**ARTICLE**

○ ○ ○ ○ ○ ○ ○

A recent report by Haiti Grassroots Watch examines Haiti’s much trumpeted apparel manufacturing, planned for significant expansion with the new Caracol Industrial Park, which is “being built with 124 million dollars of U.S. taxpayer funds, and another 55 million dollars from the Inter-American Development Bank.” At the park’s groundbreaking ceremony last month, Haitian President Michel Martelly said "Haiti is open for business," and "This model of investment will allow Haitians to feel proud.” Reuters reported that “Martelly said the park could eventually provide jobs for 65,000 workers, which would increase Haiti's garment industry workforce by more than 200 percent.”
But among HGW’s key findings are that:
- Haitian workers earn less today than they did under the Duvalier dictatorship.
- Over one-half the average daily wage is used up to pay for lunch and transportation costs to and from work.
HGW’s investigative reporters interviewed a factory worker named Evelyn Pierre-Paul, who
hasn't been able to save up a year's rent yet. Twenty-three months after the catastrophe that killed hundreds of thousands, she and her children are still living under a tent in one of the capital's hundreds of squalid refugee camps.
Pierre-Paul's average daily take-home wage is actually more than Haiti's minimum factory wage of 150 gourdes, or 3.75 dollars, a day. She earns about 236 gourdes, or 5.90 dollars a day. But that doesn't cover even one-quarter of what would be considered a family's most basic expenses.
HGW also notes that
A recent study by the U.S.-based Solidarity Center, which is linked to the AFL-CIO trade union federation, determined that a "living wage" for a worker with two children is 749 dollars a month – almost five times the average monthly wage.

○ ○ ○ ○ ○ ○ ○

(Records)
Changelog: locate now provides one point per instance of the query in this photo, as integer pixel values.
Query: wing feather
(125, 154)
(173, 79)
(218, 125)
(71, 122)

○ ○ ○ ○ ○ ○ ○

**CHALLENGE 1**
According to the article on Haiti's garment industry, why are Evelyn Pierre-Paul and her children still living under a tent? Explain in one to three sentences.
**CHALLENGE 2**
Continue the article on wages in Haiti's garment industry from its final sentence.

**ANSWER 1**
She has not yet been able to save up a year's rent. As a result, twenty-three months after the catastrophe, she and her children remain under a tent in one of the capital's refugee camps.

**ANSWER 2**
Pierre-Paul's wage – about 150 dollars a month – is far from "living". She can't afford to send all her children to school. She can't even afford to move out of the squalid camp.
Pierre-Paul's boss, One World Apparel owner Charles Baker, admits that he doesn't pay his workers enough.
"If a person is honest, it's clear that it's not enough," Baker, a two-time presidential candidate, told HGW. "If I could give a worker 1,000 gourdes a day, I'd pay that. But the conditions in Haiti don't permit us to pay 1,000 gourdes."
But are factory owners such as Baker solely responsible for the low wages?
Baker and other factory owners claim they can't pay more because of they did, their international clients – like Gildan Activewear, Hanes, Levis, GAP, Banana Republic, K-Mart and Wal-Mart – would pick up and move out. And so the Haitian government – with the full backing of the U.S. government, as recent Wikileaked cables revealed – remains the lowest wage in the hemisphere-wide "race to the bottom".
“Yes, it's a race to the bottom… if you count on it!" Baker said.
But investors and policy planners in both the Haitian government and outside it (such as Bill Clinton), do seem to be counting on it. Clinton and other influential figures gave strong backing to economic development proposals [PDF] put forward by economist Paul Collier even before the earthquake, with a strong emphasis on apparel production. But
Baker claims that low-wage, low-skilled assembly industries are temporary, and that they will be a big part of the Haitian economy for only about "10 or 15 years".
"It's a step. We're going up the stairs and it's one of the steps," he said.
Haiti has been on the same step for almost 30 years. [See story #4]
Low wages are not the only part of the “race to the bottom” in labor flexibility that factory owners like Baker use to bid for contracts for major foreign retailers. HGW reports
In the meantime, Baker and other Haitian factory owners remain vehemently anti-union, according to workers like Pierre-Paul and according to a recent study by the United Nations-affiliated International Labor Association/Better Work programme.
In an April 2011, report, the Haiti branch of the agency noted, "very significant challenges related to the rights of workers to freely form, join, and participate in independent trade unions in this industry in Haiti."
Indeed, five months later, about a week after textile workers in the capital registered a union, all five union leaders suddenly lost their jobs. Better Work recently ruled the factories should reinstate all union officers but as of Dec. 12, most of the owners had not complied.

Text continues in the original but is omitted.